• [Prompt a]
Scale the listing from its very first line down to the line that holds "xmin=108 ymin=104 xmax=125 ymax=124", with both ends included. Write all those lines out again, requests and all. Multiply every coordinate in the answers by 0.85 and round to whole numbers, with halves going up. Leave the pictures out.

Passing matrices to kernel Only Allocate for memory on device

If you are trying to speed up a program by using a GPU kernel what does one do in the following situation?

I am doing a problem very similar to the MRI case study (Chapter 7) in the Kirk and Hwu book. I want to pass the GPU kernel several matrices and arrays that are no sent to a routine that takes up a huge percentage of the execution time - on the order of 10-20% of the program. This seems a very appropriate place to use GPU and its associated programming. But, these matrices that I am passing to a kernel (my program like the MRI example will have several kernels) already exist and are populated. I assume I allocate nothing for them, that was already done somewhere else in this program.

However, I must allocate on the host code the arrays or matrices for the device and then copy the existing arrays or matrices that are populated to the newly allocated matrices on the device. Assuming that is correct (tell me if it is not) I must know the array or matrix dimension for memory allocation. That is the case in my situation. I must allocate on the host code with hard values for dimension (not just a guess) and then copy the array or matrix to the new matrix on the device.

Assuming that is correct the question is each time I send the already populated arrays to the kernel they will have different dimensions, that should not make a difference as long as I correctly allocate before I copy arrays and matrices to the device. Does it?


That is one of the most convoluted questions I think I have ever seen. I read the entire post several times and I am still not sure what it is you really are asking.

If you are trying to ask about strategies for managing device memory when you are repeatedly running kernels on the device manipulating matrices, then the best strategy is probably to allocate as much memory as is necessary during initialization to cover the largest possible case, rather than repeatedly allocate and free storage for the matrices. Your might also want to try and arrange the code so that the device functions can re-use as much data already on the device as possible (so for example if you have a common transformation matrix or permutation or something, keep it in device memory for the life of the application rather and copying it over during every call). Copying overhead can and will severely reduce performance, unless the matrices are very large or the FLOP count of the kernel very high. In my experience, for double precision O(N^3) operations, the minimum square matrix sizes need to be of the order of 500x500 before enough of the transfer overhead is amortized to give good speed up over the classes of CPUs I usually use.

Stored items:

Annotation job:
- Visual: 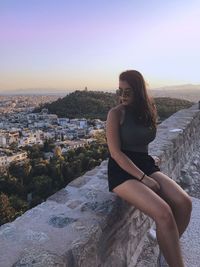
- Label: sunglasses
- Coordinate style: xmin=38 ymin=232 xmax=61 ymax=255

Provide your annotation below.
xmin=116 ymin=88 xmax=133 ymax=97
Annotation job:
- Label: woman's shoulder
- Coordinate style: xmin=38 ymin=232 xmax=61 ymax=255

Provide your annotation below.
xmin=108 ymin=104 xmax=124 ymax=114
xmin=108 ymin=104 xmax=125 ymax=124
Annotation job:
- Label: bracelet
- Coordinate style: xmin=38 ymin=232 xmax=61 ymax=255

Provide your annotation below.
xmin=140 ymin=173 xmax=146 ymax=182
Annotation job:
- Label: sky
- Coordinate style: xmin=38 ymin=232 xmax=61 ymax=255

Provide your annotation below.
xmin=0 ymin=0 xmax=200 ymax=93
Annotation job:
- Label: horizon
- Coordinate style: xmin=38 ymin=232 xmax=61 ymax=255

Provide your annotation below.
xmin=0 ymin=0 xmax=200 ymax=91
xmin=0 ymin=84 xmax=200 ymax=96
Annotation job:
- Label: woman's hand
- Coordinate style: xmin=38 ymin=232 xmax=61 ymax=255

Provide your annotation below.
xmin=152 ymin=156 xmax=161 ymax=166
xmin=141 ymin=175 xmax=160 ymax=192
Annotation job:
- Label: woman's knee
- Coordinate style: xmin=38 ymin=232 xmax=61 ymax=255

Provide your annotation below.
xmin=176 ymin=194 xmax=192 ymax=218
xmin=155 ymin=204 xmax=175 ymax=227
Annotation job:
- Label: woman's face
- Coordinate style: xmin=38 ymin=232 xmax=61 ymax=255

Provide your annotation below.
xmin=117 ymin=80 xmax=134 ymax=105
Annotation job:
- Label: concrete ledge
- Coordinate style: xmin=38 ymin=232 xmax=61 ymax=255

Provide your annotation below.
xmin=0 ymin=104 xmax=200 ymax=267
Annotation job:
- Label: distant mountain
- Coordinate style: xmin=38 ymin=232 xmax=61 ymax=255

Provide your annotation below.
xmin=0 ymin=88 xmax=72 ymax=96
xmin=35 ymin=91 xmax=192 ymax=120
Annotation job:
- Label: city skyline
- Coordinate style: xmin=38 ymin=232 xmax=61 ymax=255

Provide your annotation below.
xmin=0 ymin=0 xmax=200 ymax=93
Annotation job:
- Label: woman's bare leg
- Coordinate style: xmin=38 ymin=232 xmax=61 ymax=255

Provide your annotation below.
xmin=113 ymin=180 xmax=184 ymax=267
xmin=149 ymin=172 xmax=192 ymax=237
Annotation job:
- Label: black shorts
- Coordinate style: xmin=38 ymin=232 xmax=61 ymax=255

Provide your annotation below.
xmin=108 ymin=150 xmax=160 ymax=192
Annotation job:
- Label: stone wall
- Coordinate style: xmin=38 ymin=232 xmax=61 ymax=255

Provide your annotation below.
xmin=0 ymin=104 xmax=200 ymax=267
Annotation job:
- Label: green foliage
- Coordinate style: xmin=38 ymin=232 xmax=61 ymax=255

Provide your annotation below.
xmin=35 ymin=91 xmax=117 ymax=120
xmin=35 ymin=91 xmax=193 ymax=123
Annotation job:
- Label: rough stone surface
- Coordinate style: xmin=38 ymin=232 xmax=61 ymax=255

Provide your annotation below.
xmin=0 ymin=105 xmax=200 ymax=267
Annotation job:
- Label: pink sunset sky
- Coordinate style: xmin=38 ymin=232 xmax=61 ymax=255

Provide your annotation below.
xmin=0 ymin=0 xmax=200 ymax=92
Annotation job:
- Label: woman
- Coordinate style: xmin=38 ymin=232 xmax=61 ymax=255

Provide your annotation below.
xmin=106 ymin=70 xmax=192 ymax=267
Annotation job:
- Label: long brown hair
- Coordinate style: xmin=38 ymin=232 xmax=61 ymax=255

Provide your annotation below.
xmin=119 ymin=70 xmax=157 ymax=127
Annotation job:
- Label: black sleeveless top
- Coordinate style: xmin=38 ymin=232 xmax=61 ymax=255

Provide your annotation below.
xmin=120 ymin=106 xmax=156 ymax=153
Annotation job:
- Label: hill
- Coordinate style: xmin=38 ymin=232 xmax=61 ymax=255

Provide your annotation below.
xmin=35 ymin=91 xmax=193 ymax=120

• [Prompt b]
In the forum thread on passing matrices to a GPU kernel, write down everything from "Assuming that is correct the" down to "device. Does it?" without changing a word.

• [Complete response a]
Annotation job:
- Visual: 
- Label: sunglasses
- Coordinate style: xmin=38 ymin=232 xmax=61 ymax=255

Provide your annotation below.
xmin=99 ymin=75 xmax=113 ymax=82
Annotation job:
- Label: woman's shoulder
- Coordinate style: xmin=38 ymin=232 xmax=61 ymax=255

Provide your annotation below.
xmin=92 ymin=88 xmax=105 ymax=97
xmin=92 ymin=88 xmax=106 ymax=105

• [Complete response b]
Assuming that is correct the question is each time I send the already populated arrays to the kernel they will have different dimensions, that should not make a difference as long as I correctly allocate before I copy arrays and matrices to the device. Does it?